-- Извлечённый текст --
↓↓↓

No media source currently available

0:00 0:24:00 0:00

"Отступление", фильм Валентина Барышникова, 2017 год

"Убийство" Бабченко оказалось инсценировкой СБУ. Обновлено 30 мая в 17:21 по московскому времени

Российского журналиста Аркадия Бабченко застрелили в киевской квартире 29 мая. Он умер по дороге в больницу.

"У меня есть информация о том, что на меня может быть заведено уголовное дело и могут посадить. Поэтому я решил пока временно уехать... Они взяли курс не на посадки и репрессии, они стараются выдавливать людей", – заявил в феврале 2017 года журналист Аркадий Бабченко сразу после отъезда из Москвы в Прагу. Бабченко – военный корреспондент, в последние годы еще и известный блогер, и его посты вызывали бурную реакцию.

Бабченко, после Чехии отправившийся в Израиль, а потом в Украину, называет это "временным отступлением" или "временной эвакуацией". В интервью Радио Свобода, записанном в прошлом году в Праге, он описал свой жизненный путь военного корреспондента и затем оппозиционного активиста, приведший его за пределы России.

– Родился в 1977 году в Москве в семье трудовой интеллигенции. В 95-м был призван в армию, попал в Чечню солдатом срочной службы. В 1997 году демобилизовался, восстановился в университете, получил диплом бакалавра юриспруденции. Началась Вторая чеченская – поехал туда по контракту. Вернулся, написал статью о том, что видел, отнес ее в "Московский комсомолец". Текст попал к Юлии Калининой, тогдашнему редактору военного отдела. Она позвала меня в газету. И с тех пор, 17 лет, я пишу про армию, езжу по всяким войнам.

Пошли на централку на даче строить баррикады

– Хотели стать юристом?

– Нет, юристом я не хотел быть. Это был 1993 год, когда я закончил школу, тогда с образованием было вообще плохо, начали появляться какие-то шарашкины конторы.

– У вас были какие-то чувства по поводу путча 1991 года?

– В 1991 году мне было 14 лет, я был на даче, когда случился путч. Мы с малолетками по телевизору увидели, что в Москве баррикады, и пошли на централку на даче тоже строить баррикады. Просто по приколу, как фан – 70 километров от Москвы, никого там нет, дачный поселок. Видимо, то же самое, что сейчас происходит на митингах Навального, школьники туда вывалили, я их понимаю, я сам был таким же.

– Построили баррикаду?

– Какие-то бревна вытащили на дорогу. Приехал мужик на "Москвиче", дал нам по шее, бревна раскидал и ушел. Этим все закончилось. 1993 год я помню уже хорошо. Мы со школьным товарищем ходили к Белому дому, там я впервые увидел кровь – это первая война в моей жизни. Тогда это уже было сознательно.

– На чьей стороне у вас были симпатии?

– Мне было 15–16 лет, я еще не разбирался до такой степени. Но ощущение, что так поступать нельзя, уже было – что нельзя из танков стрелять по людям. Просто, видимо, из-за этого ощущения несправедливости происходящего мои симпатии были на стороне Белого дома.

– Вы говорите, что выросли в семье технической интеллигенции. Техническая интеллигенция в Советском Союзе на кухнях обсуждала политику, и вы должны были расти в таких обсуждениях.

↑↑↑

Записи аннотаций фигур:
↓↓↓

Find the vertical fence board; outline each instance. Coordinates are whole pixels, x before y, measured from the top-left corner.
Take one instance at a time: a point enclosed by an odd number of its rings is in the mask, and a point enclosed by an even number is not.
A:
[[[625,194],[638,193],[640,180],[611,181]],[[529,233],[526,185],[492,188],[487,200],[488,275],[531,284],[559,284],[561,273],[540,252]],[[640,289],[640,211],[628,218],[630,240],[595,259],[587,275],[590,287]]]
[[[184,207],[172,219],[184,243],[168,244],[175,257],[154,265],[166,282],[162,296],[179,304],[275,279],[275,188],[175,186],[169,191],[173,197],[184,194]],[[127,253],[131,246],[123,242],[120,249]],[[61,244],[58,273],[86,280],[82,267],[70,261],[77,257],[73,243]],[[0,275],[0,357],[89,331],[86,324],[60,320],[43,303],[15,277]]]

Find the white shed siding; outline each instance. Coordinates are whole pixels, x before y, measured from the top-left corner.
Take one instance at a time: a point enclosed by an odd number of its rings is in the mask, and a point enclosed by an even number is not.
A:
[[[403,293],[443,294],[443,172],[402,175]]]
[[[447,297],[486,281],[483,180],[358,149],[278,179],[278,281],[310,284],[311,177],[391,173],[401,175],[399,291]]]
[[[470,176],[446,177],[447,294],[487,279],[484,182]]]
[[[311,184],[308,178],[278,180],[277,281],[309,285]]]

↑↑↑

-- Задание 1 --
В какую газету Бабченко, согласно извлечённому тексту, отнёс статью о том, что видел на Второй чеченской?
-- Задание 2 --
Поменяйте во всех строках «top-left corner» на «upper-left corner» и приведите эти строки целиком, ничего больше не меняя.
Текст и строки никак не связаны между собой.

-- Письменный ответ 1 --
В «Московский комсомолец».

-- Письменный ответ 2 --
Find the vertical fence board; outline each instance. Coordinates are whole pixels, x before y, measured from the upper-left corner.
Take one instance at a time: a point enclosed by an odd number of its rings is in the mask, and a point enclosed by an even number is not.
A:
[[[625,194],[638,193],[640,180],[611,181]],[[529,233],[526,185],[492,188],[487,200],[488,275],[531,284],[559,284],[561,273],[540,252]],[[640,289],[640,211],[628,218],[630,240],[595,259],[587,275],[590,287]]]
[[[184,207],[172,219],[184,243],[168,244],[175,257],[154,265],[166,282],[162,296],[179,304],[275,279],[275,188],[175,186],[169,191],[173,197],[184,194]],[[127,253],[131,246],[123,242],[120,249]],[[61,244],[58,273],[86,280],[82,267],[70,261],[77,257],[73,243]],[[0,275],[0,357],[89,331],[86,324],[60,320],[43,303],[15,277]]]

Find the white shed siding; outline each instance. Coordinates are whole pixels, x before y, measured from the upper-left corner.
Take one instance at a time: a point enclosed by an odd number of its rings is in the mask, and a point enclosed by an even number is not.
A:
[[[403,293],[443,294],[443,172],[402,175]]]
[[[447,297],[486,281],[483,180],[358,149],[278,179],[278,281],[310,284],[311,177],[391,173],[401,175],[399,291]]]
[[[470,176],[446,177],[447,294],[487,279],[484,182]]]
[[[311,184],[308,178],[278,180],[277,281],[309,285]]]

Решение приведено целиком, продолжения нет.